### Short exercise
Only the lines from the one holding "Indicate every instance of the shadow" to the end of the data should be echoed, exactly as they appear, minus the pictures.

====================

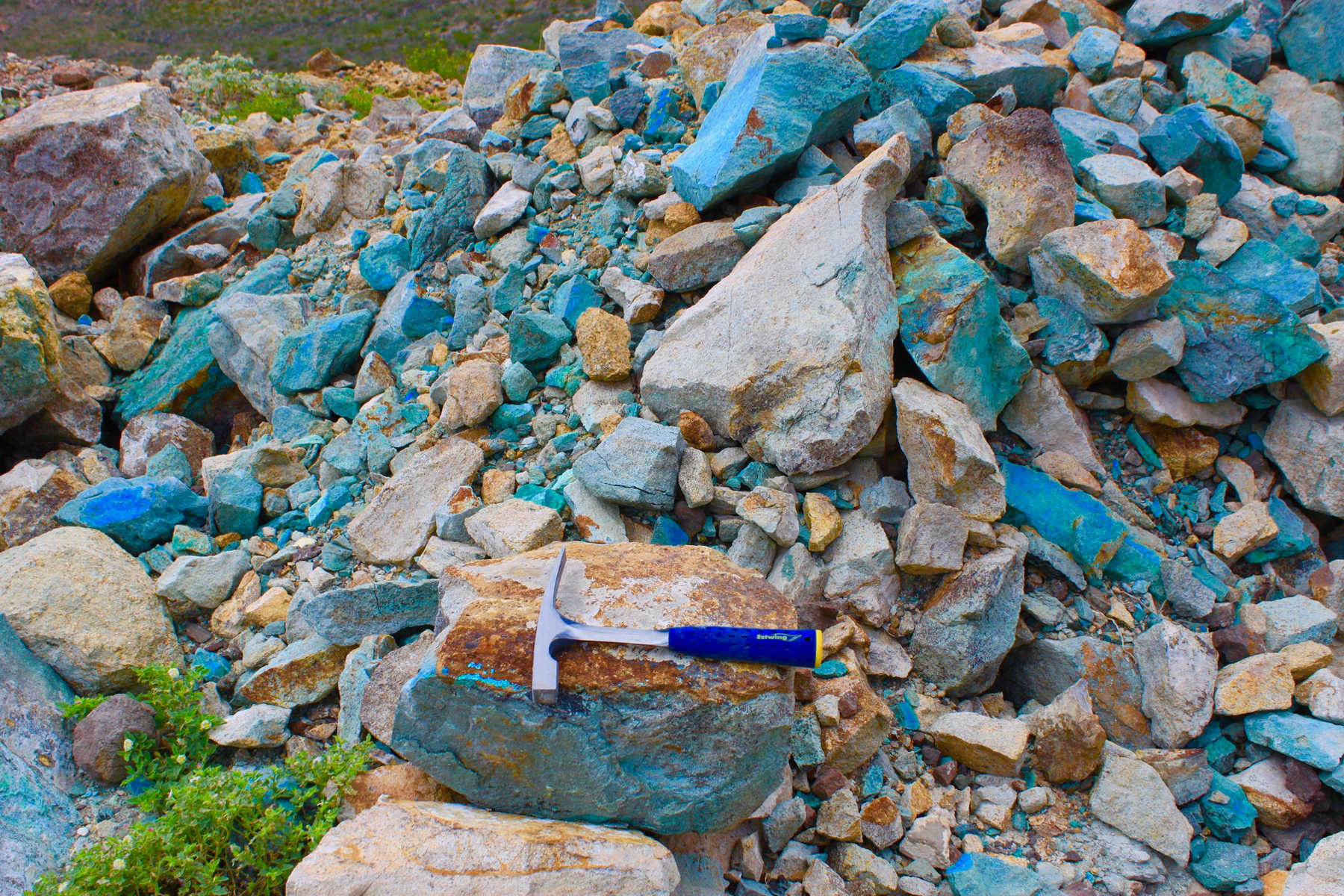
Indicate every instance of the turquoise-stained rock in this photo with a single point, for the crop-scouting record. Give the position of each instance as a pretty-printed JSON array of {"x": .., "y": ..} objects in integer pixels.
[
  {"x": 1268, "y": 267},
  {"x": 136, "y": 514},
  {"x": 635, "y": 467},
  {"x": 1313, "y": 40},
  {"x": 987, "y": 67},
  {"x": 1223, "y": 865},
  {"x": 895, "y": 33},
  {"x": 1236, "y": 337},
  {"x": 774, "y": 105},
  {"x": 406, "y": 314},
  {"x": 235, "y": 500},
  {"x": 347, "y": 615},
  {"x": 308, "y": 359},
  {"x": 1213, "y": 84},
  {"x": 447, "y": 225},
  {"x": 951, "y": 326},
  {"x": 636, "y": 736},
  {"x": 1078, "y": 523},
  {"x": 1085, "y": 134},
  {"x": 385, "y": 262},
  {"x": 1317, "y": 743},
  {"x": 986, "y": 875},
  {"x": 535, "y": 337},
  {"x": 1191, "y": 139},
  {"x": 1228, "y": 813},
  {"x": 1157, "y": 23},
  {"x": 936, "y": 97}
]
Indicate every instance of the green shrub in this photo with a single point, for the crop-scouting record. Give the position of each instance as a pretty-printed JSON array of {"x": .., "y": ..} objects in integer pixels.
[{"x": 214, "y": 830}]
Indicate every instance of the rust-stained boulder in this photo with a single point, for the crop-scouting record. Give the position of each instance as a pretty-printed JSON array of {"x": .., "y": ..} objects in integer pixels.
[{"x": 643, "y": 736}]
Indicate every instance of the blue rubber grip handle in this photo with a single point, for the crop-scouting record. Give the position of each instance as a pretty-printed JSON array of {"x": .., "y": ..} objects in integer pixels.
[{"x": 777, "y": 647}]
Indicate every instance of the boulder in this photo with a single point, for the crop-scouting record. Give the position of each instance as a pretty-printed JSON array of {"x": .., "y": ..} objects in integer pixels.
[
  {"x": 448, "y": 849},
  {"x": 30, "y": 344},
  {"x": 776, "y": 102},
  {"x": 87, "y": 608},
  {"x": 1016, "y": 168},
  {"x": 87, "y": 176},
  {"x": 394, "y": 526},
  {"x": 791, "y": 354},
  {"x": 662, "y": 742}
]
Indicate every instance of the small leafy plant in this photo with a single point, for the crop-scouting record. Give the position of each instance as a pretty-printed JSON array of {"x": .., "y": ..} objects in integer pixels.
[{"x": 213, "y": 830}]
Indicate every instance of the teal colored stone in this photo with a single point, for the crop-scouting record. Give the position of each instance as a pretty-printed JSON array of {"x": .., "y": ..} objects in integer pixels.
[
  {"x": 1317, "y": 743},
  {"x": 1213, "y": 84},
  {"x": 1236, "y": 336},
  {"x": 573, "y": 297},
  {"x": 544, "y": 496},
  {"x": 349, "y": 615},
  {"x": 535, "y": 337},
  {"x": 831, "y": 669},
  {"x": 311, "y": 358},
  {"x": 136, "y": 514},
  {"x": 1228, "y": 813},
  {"x": 932, "y": 94},
  {"x": 1295, "y": 535},
  {"x": 235, "y": 500},
  {"x": 1268, "y": 267},
  {"x": 974, "y": 358},
  {"x": 406, "y": 314},
  {"x": 385, "y": 262},
  {"x": 1078, "y": 523},
  {"x": 1312, "y": 37},
  {"x": 774, "y": 105},
  {"x": 214, "y": 665},
  {"x": 1223, "y": 865},
  {"x": 1095, "y": 52},
  {"x": 1191, "y": 139},
  {"x": 895, "y": 33},
  {"x": 984, "y": 875},
  {"x": 1085, "y": 134},
  {"x": 665, "y": 531},
  {"x": 517, "y": 382}
]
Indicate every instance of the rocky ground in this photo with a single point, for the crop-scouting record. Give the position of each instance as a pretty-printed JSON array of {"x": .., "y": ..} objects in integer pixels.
[{"x": 1001, "y": 341}]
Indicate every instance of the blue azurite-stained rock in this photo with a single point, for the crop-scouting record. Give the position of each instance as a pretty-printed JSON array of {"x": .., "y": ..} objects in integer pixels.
[
  {"x": 895, "y": 33},
  {"x": 1191, "y": 139},
  {"x": 136, "y": 514},
  {"x": 638, "y": 736},
  {"x": 774, "y": 105},
  {"x": 1313, "y": 40},
  {"x": 951, "y": 326},
  {"x": 1317, "y": 743},
  {"x": 308, "y": 359},
  {"x": 406, "y": 314},
  {"x": 1236, "y": 336},
  {"x": 1078, "y": 523}
]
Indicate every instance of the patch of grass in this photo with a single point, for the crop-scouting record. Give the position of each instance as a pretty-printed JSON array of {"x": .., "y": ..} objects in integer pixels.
[{"x": 220, "y": 832}]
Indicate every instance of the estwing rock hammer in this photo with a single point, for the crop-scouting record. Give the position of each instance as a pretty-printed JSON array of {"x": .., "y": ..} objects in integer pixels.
[{"x": 776, "y": 647}]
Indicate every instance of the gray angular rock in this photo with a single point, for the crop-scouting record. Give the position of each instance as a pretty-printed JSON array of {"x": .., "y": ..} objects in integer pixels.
[{"x": 791, "y": 354}]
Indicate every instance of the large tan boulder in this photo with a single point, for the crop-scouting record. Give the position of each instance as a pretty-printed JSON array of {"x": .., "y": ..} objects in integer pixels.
[{"x": 85, "y": 606}]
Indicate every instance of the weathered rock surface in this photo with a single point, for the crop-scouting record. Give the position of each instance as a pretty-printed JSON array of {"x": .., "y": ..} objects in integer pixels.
[{"x": 830, "y": 302}]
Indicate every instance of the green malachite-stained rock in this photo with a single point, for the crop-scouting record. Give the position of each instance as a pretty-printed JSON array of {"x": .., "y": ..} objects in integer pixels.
[
  {"x": 951, "y": 326},
  {"x": 774, "y": 105},
  {"x": 640, "y": 738},
  {"x": 30, "y": 346},
  {"x": 1078, "y": 523},
  {"x": 1236, "y": 337}
]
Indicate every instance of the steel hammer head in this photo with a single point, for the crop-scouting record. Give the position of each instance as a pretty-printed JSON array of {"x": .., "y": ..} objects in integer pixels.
[{"x": 550, "y": 629}]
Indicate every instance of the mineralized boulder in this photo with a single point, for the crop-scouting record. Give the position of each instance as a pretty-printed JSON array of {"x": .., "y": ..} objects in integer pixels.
[
  {"x": 640, "y": 736},
  {"x": 87, "y": 175},
  {"x": 791, "y": 354}
]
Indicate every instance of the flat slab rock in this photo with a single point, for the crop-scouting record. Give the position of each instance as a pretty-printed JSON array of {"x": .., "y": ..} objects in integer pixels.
[
  {"x": 641, "y": 736},
  {"x": 447, "y": 849}
]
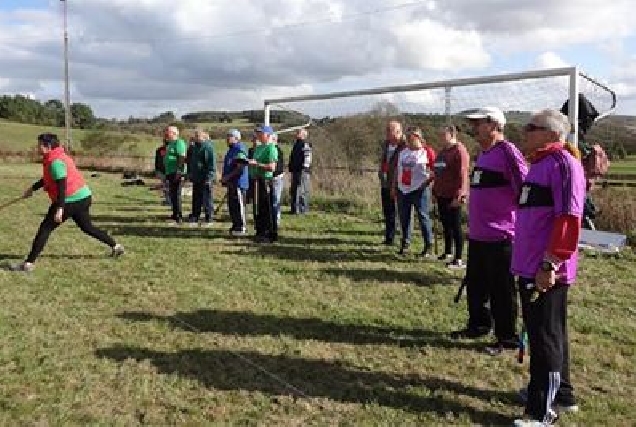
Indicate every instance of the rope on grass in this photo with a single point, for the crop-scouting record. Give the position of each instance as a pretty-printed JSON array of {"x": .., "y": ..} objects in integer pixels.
[{"x": 253, "y": 364}]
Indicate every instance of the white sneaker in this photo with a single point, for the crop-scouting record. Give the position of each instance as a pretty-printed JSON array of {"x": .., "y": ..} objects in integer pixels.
[
  {"x": 559, "y": 408},
  {"x": 117, "y": 250},
  {"x": 456, "y": 264},
  {"x": 549, "y": 420},
  {"x": 22, "y": 266},
  {"x": 566, "y": 409}
]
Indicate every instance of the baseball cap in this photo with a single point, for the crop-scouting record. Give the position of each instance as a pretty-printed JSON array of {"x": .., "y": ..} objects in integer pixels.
[
  {"x": 48, "y": 139},
  {"x": 492, "y": 113},
  {"x": 235, "y": 133},
  {"x": 264, "y": 129},
  {"x": 414, "y": 131}
]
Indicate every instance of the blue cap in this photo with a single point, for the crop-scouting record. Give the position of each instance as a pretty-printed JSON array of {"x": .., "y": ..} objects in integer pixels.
[
  {"x": 235, "y": 133},
  {"x": 264, "y": 129}
]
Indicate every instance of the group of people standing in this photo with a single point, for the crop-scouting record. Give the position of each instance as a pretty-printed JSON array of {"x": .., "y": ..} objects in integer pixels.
[
  {"x": 411, "y": 173},
  {"x": 255, "y": 175},
  {"x": 525, "y": 203}
]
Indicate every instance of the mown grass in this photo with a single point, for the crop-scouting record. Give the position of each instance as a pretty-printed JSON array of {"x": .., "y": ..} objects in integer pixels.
[
  {"x": 623, "y": 167},
  {"x": 323, "y": 328}
]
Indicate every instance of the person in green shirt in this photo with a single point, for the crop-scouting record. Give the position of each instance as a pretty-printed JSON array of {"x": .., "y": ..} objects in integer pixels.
[
  {"x": 263, "y": 165},
  {"x": 202, "y": 174},
  {"x": 174, "y": 163},
  {"x": 70, "y": 198}
]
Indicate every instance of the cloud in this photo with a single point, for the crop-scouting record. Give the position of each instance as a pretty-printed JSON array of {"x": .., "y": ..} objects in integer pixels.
[
  {"x": 156, "y": 55},
  {"x": 550, "y": 60}
]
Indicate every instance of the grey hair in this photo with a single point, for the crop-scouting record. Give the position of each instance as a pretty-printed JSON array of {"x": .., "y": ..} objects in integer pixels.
[
  {"x": 554, "y": 121},
  {"x": 303, "y": 133}
]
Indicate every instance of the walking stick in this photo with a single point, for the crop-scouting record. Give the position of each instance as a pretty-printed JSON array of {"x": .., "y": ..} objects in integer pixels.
[
  {"x": 11, "y": 202},
  {"x": 435, "y": 214},
  {"x": 221, "y": 203},
  {"x": 460, "y": 291}
]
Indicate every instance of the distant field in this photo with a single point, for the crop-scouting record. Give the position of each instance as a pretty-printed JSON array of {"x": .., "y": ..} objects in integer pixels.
[
  {"x": 18, "y": 136},
  {"x": 624, "y": 167},
  {"x": 21, "y": 137}
]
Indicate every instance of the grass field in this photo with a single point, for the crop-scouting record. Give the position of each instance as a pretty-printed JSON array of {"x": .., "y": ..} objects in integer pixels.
[
  {"x": 624, "y": 167},
  {"x": 323, "y": 328}
]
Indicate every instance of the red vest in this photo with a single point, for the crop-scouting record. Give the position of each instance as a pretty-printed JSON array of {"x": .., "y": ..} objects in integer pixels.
[{"x": 74, "y": 179}]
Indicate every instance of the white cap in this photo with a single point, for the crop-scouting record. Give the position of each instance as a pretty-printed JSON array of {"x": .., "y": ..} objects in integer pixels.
[{"x": 493, "y": 113}]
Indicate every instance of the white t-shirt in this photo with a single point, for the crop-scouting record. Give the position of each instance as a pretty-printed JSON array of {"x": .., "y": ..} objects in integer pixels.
[{"x": 411, "y": 169}]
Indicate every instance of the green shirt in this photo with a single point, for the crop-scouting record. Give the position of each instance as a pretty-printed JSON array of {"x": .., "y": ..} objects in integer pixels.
[
  {"x": 174, "y": 150},
  {"x": 58, "y": 171},
  {"x": 265, "y": 154}
]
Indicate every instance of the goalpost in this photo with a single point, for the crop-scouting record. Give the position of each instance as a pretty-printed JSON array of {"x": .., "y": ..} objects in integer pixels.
[{"x": 517, "y": 94}]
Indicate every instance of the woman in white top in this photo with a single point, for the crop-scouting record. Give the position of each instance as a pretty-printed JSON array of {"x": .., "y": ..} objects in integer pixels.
[{"x": 412, "y": 180}]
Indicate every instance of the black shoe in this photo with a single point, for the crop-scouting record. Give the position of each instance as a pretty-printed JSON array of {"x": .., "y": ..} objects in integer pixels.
[
  {"x": 499, "y": 347},
  {"x": 469, "y": 333},
  {"x": 403, "y": 249}
]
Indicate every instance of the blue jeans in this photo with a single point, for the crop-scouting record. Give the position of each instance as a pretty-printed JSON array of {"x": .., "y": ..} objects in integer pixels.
[
  {"x": 420, "y": 199},
  {"x": 278, "y": 183},
  {"x": 388, "y": 211}
]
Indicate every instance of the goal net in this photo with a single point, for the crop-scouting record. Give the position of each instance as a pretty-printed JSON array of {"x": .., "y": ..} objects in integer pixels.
[{"x": 347, "y": 128}]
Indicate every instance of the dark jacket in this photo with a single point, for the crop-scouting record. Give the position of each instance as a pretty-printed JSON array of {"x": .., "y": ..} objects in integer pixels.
[
  {"x": 202, "y": 162},
  {"x": 280, "y": 164},
  {"x": 300, "y": 157}
]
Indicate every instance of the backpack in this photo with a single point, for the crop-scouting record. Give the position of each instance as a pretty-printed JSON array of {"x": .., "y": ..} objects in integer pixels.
[{"x": 596, "y": 163}]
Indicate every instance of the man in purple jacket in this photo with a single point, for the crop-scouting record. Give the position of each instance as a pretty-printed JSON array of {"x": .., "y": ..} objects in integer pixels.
[
  {"x": 495, "y": 185},
  {"x": 545, "y": 259}
]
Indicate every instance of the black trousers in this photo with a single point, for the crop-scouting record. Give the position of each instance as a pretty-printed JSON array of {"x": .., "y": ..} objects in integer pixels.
[
  {"x": 265, "y": 220},
  {"x": 201, "y": 200},
  {"x": 236, "y": 207},
  {"x": 489, "y": 281},
  {"x": 174, "y": 190},
  {"x": 451, "y": 219},
  {"x": 79, "y": 213},
  {"x": 546, "y": 323}
]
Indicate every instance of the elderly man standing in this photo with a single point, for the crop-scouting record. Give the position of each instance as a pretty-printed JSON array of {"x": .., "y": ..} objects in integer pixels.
[
  {"x": 235, "y": 178},
  {"x": 202, "y": 173},
  {"x": 545, "y": 259},
  {"x": 263, "y": 165},
  {"x": 300, "y": 169},
  {"x": 494, "y": 191},
  {"x": 175, "y": 166},
  {"x": 391, "y": 148}
]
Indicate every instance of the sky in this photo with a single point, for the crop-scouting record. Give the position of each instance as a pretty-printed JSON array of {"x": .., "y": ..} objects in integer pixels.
[{"x": 144, "y": 57}]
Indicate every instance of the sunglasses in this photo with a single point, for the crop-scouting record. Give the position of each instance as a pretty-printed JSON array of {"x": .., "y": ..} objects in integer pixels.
[{"x": 531, "y": 127}]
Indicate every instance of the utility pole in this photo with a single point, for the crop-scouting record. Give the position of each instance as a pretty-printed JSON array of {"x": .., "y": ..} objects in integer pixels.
[{"x": 67, "y": 93}]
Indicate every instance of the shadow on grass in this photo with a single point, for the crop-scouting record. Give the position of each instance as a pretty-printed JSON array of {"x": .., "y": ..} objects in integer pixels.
[
  {"x": 299, "y": 377},
  {"x": 319, "y": 253},
  {"x": 256, "y": 324},
  {"x": 424, "y": 277},
  {"x": 181, "y": 231},
  {"x": 129, "y": 219}
]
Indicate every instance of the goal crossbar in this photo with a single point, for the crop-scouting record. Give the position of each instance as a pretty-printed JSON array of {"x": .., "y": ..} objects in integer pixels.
[{"x": 572, "y": 72}]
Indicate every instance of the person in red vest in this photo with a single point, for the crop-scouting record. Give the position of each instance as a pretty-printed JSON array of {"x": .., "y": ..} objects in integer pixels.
[{"x": 70, "y": 198}]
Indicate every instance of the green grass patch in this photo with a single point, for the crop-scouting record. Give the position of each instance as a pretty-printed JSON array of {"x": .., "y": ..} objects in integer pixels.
[
  {"x": 623, "y": 167},
  {"x": 325, "y": 327}
]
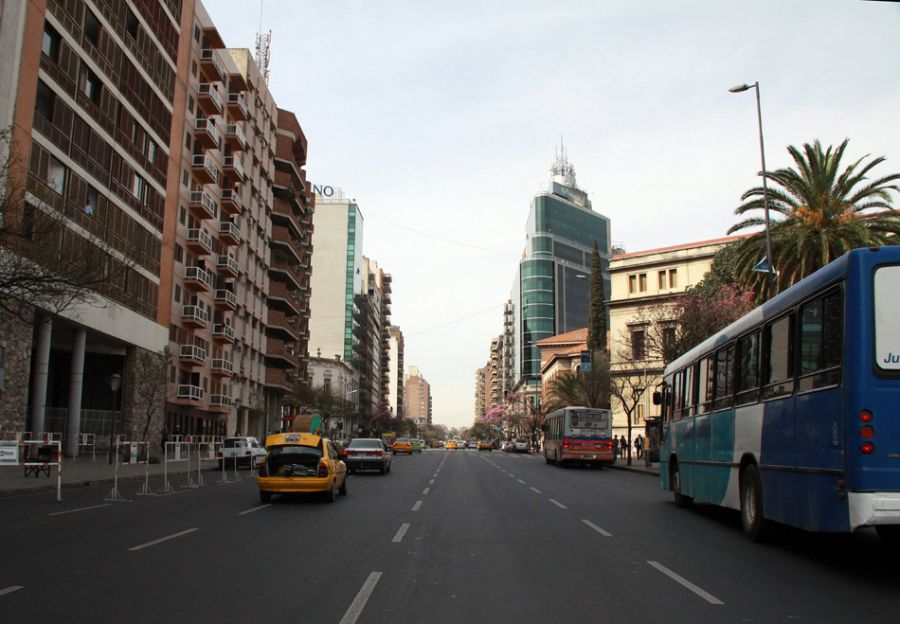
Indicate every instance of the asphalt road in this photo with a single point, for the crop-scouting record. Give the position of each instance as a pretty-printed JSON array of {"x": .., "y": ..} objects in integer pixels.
[{"x": 447, "y": 536}]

====================

### Correct response
Indicate every instance of the shadow on grass in this photo with a single point, for the crop-scouting record. Give the position of each instance as a pretty-printed JSON array of {"x": .., "y": ..} objects in integer pixels.
[
  {"x": 299, "y": 377},
  {"x": 319, "y": 253},
  {"x": 256, "y": 324},
  {"x": 424, "y": 277},
  {"x": 181, "y": 231},
  {"x": 129, "y": 219}
]
Indicate every instance of the goal crossbar in this photo with a single point, for the crop-scouting record. Give the position of each instance as a pretty-printed JSON array of {"x": .., "y": ..} objects in integer pixels.
[{"x": 572, "y": 72}]
Indicate every instance of the person in red vest in this photo with a single point, for the crop-scouting record. Give the position of each instance as a pretty-printed JSON array of {"x": .., "y": ..} objects in integer pixels.
[{"x": 70, "y": 198}]
Indicate every instance of the green grass patch in this photo with a single point, for the crop-scouting record. Give the position of each instance as a pretty-printed JSON array of {"x": .., "y": ..} objects in integer pixels.
[
  {"x": 623, "y": 167},
  {"x": 325, "y": 327}
]
Indicate every instance of the asphalt road in this photo with a single point, for the crop-scouting record. Give the position of each instance as a pretty-printed JSON array of {"x": .., "y": ..} objects in integer pixels.
[{"x": 447, "y": 536}]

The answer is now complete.